→ 任务说明
将材料中从含有“Q. Point out the woman with”的那一行到含有“pixel 305 198”的那一行（首尾两行都算在内）列成 Markdown 表格，跳过空行。表格分两列，“序号”列为行号，“内容”列为该行文字。

→ 本题材料

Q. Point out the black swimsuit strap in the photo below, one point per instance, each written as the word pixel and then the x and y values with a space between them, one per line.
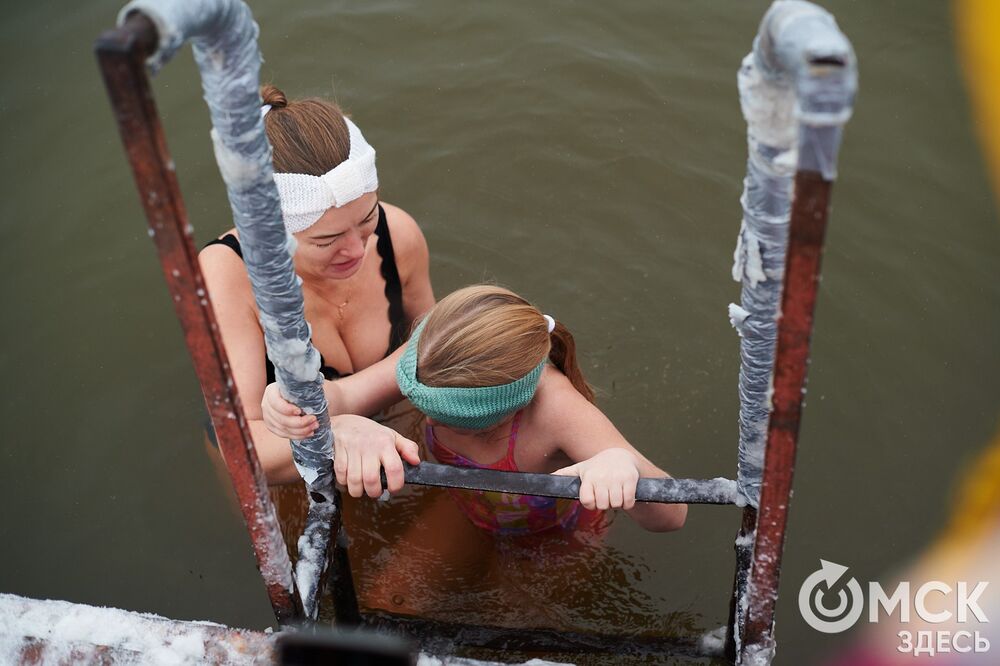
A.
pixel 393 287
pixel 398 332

---

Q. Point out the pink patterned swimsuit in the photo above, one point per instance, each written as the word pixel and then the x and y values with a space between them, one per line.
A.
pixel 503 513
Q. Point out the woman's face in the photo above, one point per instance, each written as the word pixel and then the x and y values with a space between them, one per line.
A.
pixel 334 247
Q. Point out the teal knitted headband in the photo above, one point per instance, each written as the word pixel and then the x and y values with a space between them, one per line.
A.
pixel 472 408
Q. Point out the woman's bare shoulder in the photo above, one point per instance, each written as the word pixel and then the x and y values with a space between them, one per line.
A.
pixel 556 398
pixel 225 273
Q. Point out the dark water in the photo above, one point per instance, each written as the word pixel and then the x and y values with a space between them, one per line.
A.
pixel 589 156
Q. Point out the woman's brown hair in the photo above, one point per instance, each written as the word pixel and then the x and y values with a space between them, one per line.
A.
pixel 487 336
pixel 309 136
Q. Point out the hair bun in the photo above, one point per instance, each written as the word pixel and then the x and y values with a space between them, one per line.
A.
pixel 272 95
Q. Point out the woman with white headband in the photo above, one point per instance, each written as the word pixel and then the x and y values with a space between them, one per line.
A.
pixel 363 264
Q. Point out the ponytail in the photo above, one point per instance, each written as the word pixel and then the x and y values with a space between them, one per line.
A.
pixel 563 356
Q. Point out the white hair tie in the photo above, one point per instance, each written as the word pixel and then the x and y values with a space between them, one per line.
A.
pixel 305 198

→ 结果
| 序号 | 内容 |
|---|---|
| 1 | Q. Point out the woman with white headband in the photo above, one point per instance, each written as the word pixel and then the x and y values with a space between them, one per line. |
| 2 | A. |
| 3 | pixel 363 264 |
| 4 | Q. Point out the ponytail in the photo above, one point per instance, each written as the word pixel and then the x and y values with a space between them, one per line. |
| 5 | A. |
| 6 | pixel 563 356 |
| 7 | Q. Point out the white hair tie in the photo above, one point per instance, each written as the word pixel and then the x and y values with a space between them, one per line. |
| 8 | A. |
| 9 | pixel 305 198 |